-- start EXERCISE DATA --

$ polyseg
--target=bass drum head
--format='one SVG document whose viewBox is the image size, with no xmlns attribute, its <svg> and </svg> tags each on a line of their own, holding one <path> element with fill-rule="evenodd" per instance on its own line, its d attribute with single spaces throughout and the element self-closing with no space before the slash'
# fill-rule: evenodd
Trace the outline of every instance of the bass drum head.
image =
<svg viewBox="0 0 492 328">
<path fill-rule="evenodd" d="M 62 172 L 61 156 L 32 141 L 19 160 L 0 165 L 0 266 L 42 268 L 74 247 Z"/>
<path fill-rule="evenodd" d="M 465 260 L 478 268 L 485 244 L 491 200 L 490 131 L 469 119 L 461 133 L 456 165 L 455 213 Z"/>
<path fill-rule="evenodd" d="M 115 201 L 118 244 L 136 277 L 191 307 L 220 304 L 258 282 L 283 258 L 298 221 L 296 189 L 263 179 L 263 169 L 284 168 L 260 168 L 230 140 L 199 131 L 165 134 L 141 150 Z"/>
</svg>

-- end EXERCISE DATA --
-- start EXERCISE DATA --

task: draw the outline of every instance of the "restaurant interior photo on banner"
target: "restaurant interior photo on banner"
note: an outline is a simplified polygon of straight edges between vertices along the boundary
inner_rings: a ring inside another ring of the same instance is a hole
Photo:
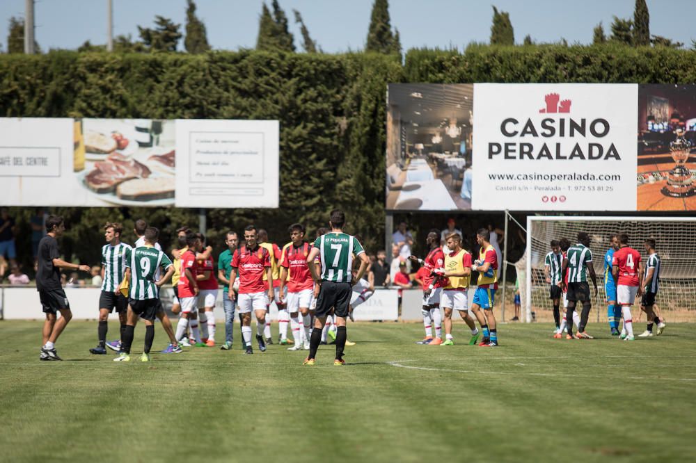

-- end EXERCISE DATA --

**TASK**
Give the number of lines in the records that contain the string "interior", counting case. Reply with the number only.

**RESULT FOR THIS TASK**
2